What you need to do:
Return the listing verbatim, starting at its first line and ending at the line that contains "(375, 168), (410, 177)", with both of those lines included.

Stored records:
◇ ◇ ◇ ◇ ◇

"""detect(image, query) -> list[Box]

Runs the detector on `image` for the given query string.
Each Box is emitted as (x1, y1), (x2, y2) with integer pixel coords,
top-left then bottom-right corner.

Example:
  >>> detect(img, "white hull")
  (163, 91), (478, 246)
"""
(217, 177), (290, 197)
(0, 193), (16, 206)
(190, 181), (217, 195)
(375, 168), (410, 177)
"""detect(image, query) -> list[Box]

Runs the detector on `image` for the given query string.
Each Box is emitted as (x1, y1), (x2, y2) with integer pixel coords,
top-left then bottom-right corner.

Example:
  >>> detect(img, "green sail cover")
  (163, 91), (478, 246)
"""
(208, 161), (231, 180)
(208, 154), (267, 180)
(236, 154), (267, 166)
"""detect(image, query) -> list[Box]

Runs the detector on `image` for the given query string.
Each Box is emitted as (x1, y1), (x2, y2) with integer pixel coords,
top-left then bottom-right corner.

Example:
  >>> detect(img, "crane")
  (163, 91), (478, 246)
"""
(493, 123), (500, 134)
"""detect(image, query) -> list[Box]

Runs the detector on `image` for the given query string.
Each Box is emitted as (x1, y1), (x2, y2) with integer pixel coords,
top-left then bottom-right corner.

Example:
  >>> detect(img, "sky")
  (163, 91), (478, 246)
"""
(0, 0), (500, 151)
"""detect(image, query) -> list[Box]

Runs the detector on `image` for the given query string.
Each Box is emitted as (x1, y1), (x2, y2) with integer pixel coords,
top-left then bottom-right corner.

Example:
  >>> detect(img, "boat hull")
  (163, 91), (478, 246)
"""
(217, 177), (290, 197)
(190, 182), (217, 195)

◇ ◇ ◇ ◇ ◇

Final result:
"""detect(image, query) -> list[Box]

Runs the detector on `image` for the given query string.
Each Box is emitted as (x1, y1), (x2, y2) with integer pixel coords,
top-left then bottom-right corner.

Example:
  >>> detect(img, "white hull")
  (163, 91), (478, 246)
"""
(217, 177), (290, 197)
(0, 193), (16, 206)
(190, 181), (217, 195)
(375, 168), (410, 177)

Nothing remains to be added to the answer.